*** Information provided ***
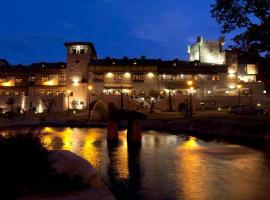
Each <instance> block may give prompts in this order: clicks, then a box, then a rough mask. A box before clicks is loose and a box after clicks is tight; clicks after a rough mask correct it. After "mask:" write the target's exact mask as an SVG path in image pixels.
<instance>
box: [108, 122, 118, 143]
mask: <svg viewBox="0 0 270 200" xmlns="http://www.w3.org/2000/svg"><path fill="white" fill-rule="evenodd" d="M107 139H108V140H118V122H116V121H112V120H110V121H109V122H108V125H107Z"/></svg>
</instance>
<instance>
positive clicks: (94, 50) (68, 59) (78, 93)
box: [65, 42, 97, 109]
mask: <svg viewBox="0 0 270 200" xmlns="http://www.w3.org/2000/svg"><path fill="white" fill-rule="evenodd" d="M65 46H66V48H67V80H66V84H67V90H66V92H67V96H68V100H67V103H66V105H67V108H70V109H71V108H74V105H76V108H77V109H83V108H86V106H87V105H88V90H87V88H88V78H89V77H88V69H89V63H90V62H91V61H92V60H95V59H97V53H96V50H95V47H94V45H93V44H92V43H89V42H68V43H65ZM68 105H69V106H68Z"/></svg>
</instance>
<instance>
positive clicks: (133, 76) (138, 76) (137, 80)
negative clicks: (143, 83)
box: [133, 74, 144, 82]
mask: <svg viewBox="0 0 270 200" xmlns="http://www.w3.org/2000/svg"><path fill="white" fill-rule="evenodd" d="M133 81H134V82H143V81H144V75H143V74H134V75H133Z"/></svg>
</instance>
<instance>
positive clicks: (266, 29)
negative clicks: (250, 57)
mask: <svg viewBox="0 0 270 200" xmlns="http://www.w3.org/2000/svg"><path fill="white" fill-rule="evenodd" d="M210 12H211V14H212V17H213V18H215V19H216V21H217V22H218V24H219V25H221V27H222V33H233V32H234V33H235V32H237V33H238V34H236V36H235V37H234V38H233V40H234V42H235V45H234V46H235V47H236V48H239V49H241V50H243V51H244V52H247V53H252V55H253V56H254V55H257V56H259V55H262V56H264V57H270V1H269V0H215V3H214V4H211V11H210ZM239 32H240V33H239Z"/></svg>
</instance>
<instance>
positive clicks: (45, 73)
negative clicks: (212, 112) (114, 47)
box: [0, 37, 269, 112]
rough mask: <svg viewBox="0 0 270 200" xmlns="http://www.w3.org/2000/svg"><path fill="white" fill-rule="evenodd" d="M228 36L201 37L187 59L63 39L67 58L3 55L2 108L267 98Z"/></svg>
mask: <svg viewBox="0 0 270 200" xmlns="http://www.w3.org/2000/svg"><path fill="white" fill-rule="evenodd" d="M223 45H224V38H222V37H221V38H220V39H219V40H213V41H212V40H204V39H203V38H202V37H198V38H197V41H196V43H195V44H193V45H191V46H189V47H188V53H189V61H182V60H178V59H174V60H161V59H148V58H146V57H144V56H142V57H141V58H132V59H131V58H127V57H123V58H122V59H115V58H108V57H107V58H105V59H99V58H98V55H97V52H96V50H95V47H94V45H93V44H92V43H88V42H68V43H65V47H66V50H67V51H66V52H67V56H66V57H67V59H66V63H64V62H59V63H45V62H44V63H34V64H31V65H29V66H24V65H17V66H12V65H10V64H9V63H8V62H7V61H6V60H3V59H2V60H0V108H1V109H2V110H3V111H6V110H8V109H10V108H9V106H10V105H8V103H7V101H8V99H10V98H12V99H14V101H15V105H14V107H19V108H18V109H20V108H21V109H22V110H25V111H28V110H30V111H33V112H44V111H46V110H48V109H50V110H52V111H62V110H67V109H71V108H74V109H86V108H88V105H89V103H90V102H93V101H96V100H100V101H102V102H103V104H104V106H107V104H108V103H110V102H113V103H115V104H116V105H117V106H119V104H120V94H121V92H122V93H123V94H124V107H125V108H127V109H138V108H139V107H140V106H142V105H146V106H147V102H149V101H148V100H150V101H155V102H156V108H157V109H159V110H161V111H165V110H168V99H170V101H172V104H173V110H177V109H178V108H179V105H180V104H183V103H185V100H186V98H187V95H190V94H192V99H193V101H194V105H196V107H200V106H208V107H217V106H229V105H233V104H237V99H238V97H239V94H240V96H241V98H242V101H243V103H268V102H269V100H268V98H267V97H266V95H265V94H266V91H265V90H264V86H263V83H262V82H261V81H260V80H257V74H258V70H257V65H256V63H250V62H247V61H246V60H242V59H241V60H240V59H238V55H237V53H235V52H234V51H231V50H224V49H223Z"/></svg>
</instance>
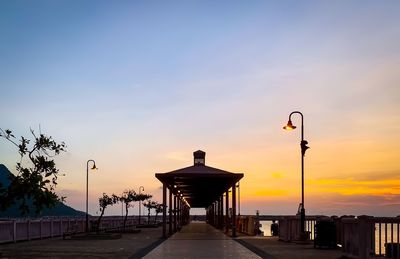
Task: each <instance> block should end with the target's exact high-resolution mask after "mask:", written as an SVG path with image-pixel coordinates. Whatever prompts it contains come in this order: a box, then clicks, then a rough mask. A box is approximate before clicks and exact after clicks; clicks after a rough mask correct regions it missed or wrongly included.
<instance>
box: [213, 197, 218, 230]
mask: <svg viewBox="0 0 400 259" xmlns="http://www.w3.org/2000/svg"><path fill="white" fill-rule="evenodd" d="M216 223H217V206H216V205H215V202H214V203H213V226H214V227H215V225H216Z"/></svg>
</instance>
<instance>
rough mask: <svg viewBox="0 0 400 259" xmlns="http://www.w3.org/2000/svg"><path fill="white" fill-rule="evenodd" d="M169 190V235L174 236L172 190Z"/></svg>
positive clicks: (168, 230)
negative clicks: (172, 208)
mask: <svg viewBox="0 0 400 259" xmlns="http://www.w3.org/2000/svg"><path fill="white" fill-rule="evenodd" d="M168 190H169V200H168V212H169V222H168V234H169V235H170V236H171V235H172V190H171V189H168Z"/></svg>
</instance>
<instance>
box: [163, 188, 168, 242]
mask: <svg viewBox="0 0 400 259" xmlns="http://www.w3.org/2000/svg"><path fill="white" fill-rule="evenodd" d="M166 205H167V185H166V184H165V183H163V238H167V206H166Z"/></svg>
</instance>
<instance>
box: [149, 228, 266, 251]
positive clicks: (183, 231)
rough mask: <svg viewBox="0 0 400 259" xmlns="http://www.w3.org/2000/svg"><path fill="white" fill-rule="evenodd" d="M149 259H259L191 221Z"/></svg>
mask: <svg viewBox="0 0 400 259" xmlns="http://www.w3.org/2000/svg"><path fill="white" fill-rule="evenodd" d="M144 258H145V259H151V258H157V259H159V258H218V259H223V258H261V257H259V256H258V255H256V254H254V253H253V252H251V251H250V250H249V249H247V248H245V247H244V246H242V245H241V244H239V243H238V242H236V241H234V240H233V239H232V238H230V237H228V236H226V235H224V234H223V233H222V232H221V231H219V230H217V229H215V228H214V227H212V226H210V225H208V224H206V223H205V222H197V221H192V222H191V223H190V224H189V225H187V226H185V227H183V228H182V230H181V231H180V232H177V233H175V234H174V235H173V236H172V237H170V238H169V239H167V240H166V241H164V242H163V243H162V244H161V245H159V246H158V247H156V248H155V249H154V250H153V251H151V252H150V253H149V254H147V255H146V256H145V257H144Z"/></svg>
*** End of Information provided ***
▸ Exercise prompt
Pictures are to be dropped, and every record is to be copied exactly.

▸ Result of the exercise
Each <instance> block may give prompts in this order: clicks, then a box, then a rough mask. A box before clicks is loose and a box after clicks is tight; clicks after a rough mask correct it. After "mask:" write the target's exact mask as an SVG path in image pixels.
<instance>
box: [108, 122, 118, 143]
mask: <svg viewBox="0 0 270 200" xmlns="http://www.w3.org/2000/svg"><path fill="white" fill-rule="evenodd" d="M107 139H108V140H118V122H116V121H112V120H110V121H109V122H108V125H107Z"/></svg>
</instance>
<instance>
positive clicks: (94, 50) (68, 59) (78, 93)
box: [65, 42, 97, 109]
mask: <svg viewBox="0 0 270 200" xmlns="http://www.w3.org/2000/svg"><path fill="white" fill-rule="evenodd" d="M65 46H66V48H67V80H66V84H67V90H66V92H67V96H68V100H67V103H66V105H67V108H70V109H71V108H74V105H76V108H77V109H83V108H86V106H87V105H88V90H87V88H88V78H89V77H88V69H89V63H90V62H91V61H92V60H95V59H97V53H96V50H95V47H94V45H93V44H92V43H89V42H68V43H65ZM68 105H69V106H68Z"/></svg>
</instance>
<instance>
positive clicks: (133, 76) (138, 76) (137, 80)
negative clicks: (143, 83)
box: [133, 74, 144, 82]
mask: <svg viewBox="0 0 270 200" xmlns="http://www.w3.org/2000/svg"><path fill="white" fill-rule="evenodd" d="M133 81H134V82H143V81H144V75H143V74H134V75H133Z"/></svg>
</instance>
<instance>
positive clicks: (266, 29)
negative clicks: (250, 57)
mask: <svg viewBox="0 0 270 200" xmlns="http://www.w3.org/2000/svg"><path fill="white" fill-rule="evenodd" d="M210 12H211V14H212V17H213V18H215V19H216V21H217V22H218V24H219V25H221V27H222V33H233V32H234V33H235V32H237V33H238V34H236V36H235V37H234V38H233V40H234V42H235V45H234V46H235V47H236V48H239V49H241V50H243V51H244V52H247V53H252V55H253V56H254V55H257V56H259V55H262V56H264V57H270V1H269V0H215V3H214V4H211V11H210ZM239 32H240V33H239Z"/></svg>
</instance>
<instance>
positive clicks: (45, 73)
negative clicks: (212, 112) (114, 47)
box: [0, 37, 269, 112]
rough mask: <svg viewBox="0 0 270 200" xmlns="http://www.w3.org/2000/svg"><path fill="white" fill-rule="evenodd" d="M228 36L201 37L187 59L63 39L67 58L3 55L2 108L267 98Z"/></svg>
mask: <svg viewBox="0 0 270 200" xmlns="http://www.w3.org/2000/svg"><path fill="white" fill-rule="evenodd" d="M223 45H224V38H222V37H221V38H220V39H219V40H213V41H212V40H204V39H203V38H202V37H198V38H197V41H196V43H195V44H193V45H191V46H189V47H188V53H189V61H182V60H178V59H174V60H161V59H148V58H146V57H144V56H142V57H141V58H132V59H131V58H127V57H123V58H122V59H115V58H108V57H107V58H105V59H99V58H98V55H97V52H96V50H95V47H94V45H93V44H92V43H88V42H68V43H65V47H66V50H67V51H66V52H67V56H66V57H67V59H66V63H64V62H59V63H45V62H44V63H34V64H31V65H29V66H24V65H17V66H12V65H10V64H9V63H8V62H7V61H6V60H3V59H2V60H0V108H1V109H2V110H3V111H6V110H8V109H10V108H9V106H10V105H8V103H7V101H8V99H10V98H12V99H14V101H15V105H14V107H19V108H18V109H20V108H21V109H22V110H25V111H28V110H30V111H33V112H44V111H46V110H48V109H50V110H52V111H62V110H67V109H71V108H74V109H86V108H88V105H89V103H90V102H93V101H96V100H100V101H102V102H103V104H104V106H107V104H108V103H110V102H113V103H115V104H116V105H117V106H119V104H120V94H121V92H122V93H123V94H124V107H125V108H127V109H138V108H139V107H140V106H142V105H146V106H147V102H149V101H148V100H150V101H155V102H156V108H157V109H159V110H161V111H165V110H168V99H170V101H172V104H173V110H177V109H178V108H179V105H180V104H183V103H185V100H186V98H187V95H190V94H192V99H193V101H194V105H196V107H200V106H208V107H217V106H229V105H233V104H237V99H238V97H239V94H240V96H241V98H242V101H243V103H268V102H269V100H268V98H267V97H266V95H265V94H266V91H265V90H264V86H263V83H262V82H261V81H260V80H257V74H258V70H257V65H256V63H250V62H247V61H246V60H242V59H241V60H240V59H238V55H237V53H235V52H234V51H231V50H224V49H223Z"/></svg>
</instance>
Task: each <instance> block should end with the target's exact high-resolution mask after "mask:", written as an SVG path with image-pixel coordinates. Whatever prompts it contains come in this order: a box, then clicks, then a rough mask. A box is approximate before clicks and exact after clicks; clicks after a rough mask correct regions it missed or wrongly included.
<instance>
box: [213, 197, 218, 230]
mask: <svg viewBox="0 0 400 259" xmlns="http://www.w3.org/2000/svg"><path fill="white" fill-rule="evenodd" d="M216 223H217V206H216V205H215V202H214V203H213V226H214V227H215V225H216Z"/></svg>
</instance>
<instance>
rough mask: <svg viewBox="0 0 400 259" xmlns="http://www.w3.org/2000/svg"><path fill="white" fill-rule="evenodd" d="M169 190V235L174 236L172 190Z"/></svg>
positive clicks: (168, 230)
negative clicks: (172, 208)
mask: <svg viewBox="0 0 400 259" xmlns="http://www.w3.org/2000/svg"><path fill="white" fill-rule="evenodd" d="M168 190H169V200H168V212H169V222H168V234H169V235H170V236H171V235H172V190H171V189H168Z"/></svg>
</instance>
<instance>
box: [163, 188, 168, 242]
mask: <svg viewBox="0 0 400 259" xmlns="http://www.w3.org/2000/svg"><path fill="white" fill-rule="evenodd" d="M166 205H167V185H166V184H165V183H163V238H167V206H166Z"/></svg>
</instance>
<instance>
box: [149, 228, 266, 251]
positive clicks: (183, 231)
rough mask: <svg viewBox="0 0 400 259" xmlns="http://www.w3.org/2000/svg"><path fill="white" fill-rule="evenodd" d="M149 259H259L191 221Z"/></svg>
mask: <svg viewBox="0 0 400 259" xmlns="http://www.w3.org/2000/svg"><path fill="white" fill-rule="evenodd" d="M144 258H145V259H151V258H157V259H159V258H218V259H223V258H261V257H259V256H258V255H256V254H254V253H253V252H251V251H250V250H249V249H247V248H245V247H244V246H242V245H241V244H239V243H238V242H236V241H234V240H233V239H232V238H230V237H228V236H226V235H224V234H223V233H222V232H221V231H219V230H217V229H215V228H214V227H212V226H210V225H208V224H206V223H205V222H197V221H192V222H191V223H190V224H189V225H187V226H185V227H183V228H182V230H181V231H180V232H177V233H175V234H174V235H173V236H172V237H170V238H169V239H167V240H166V241H164V242H163V243H162V244H161V245H159V246H158V247H156V248H155V249H154V250H153V251H151V252H150V253H149V254H147V255H146V256H145V257H144Z"/></svg>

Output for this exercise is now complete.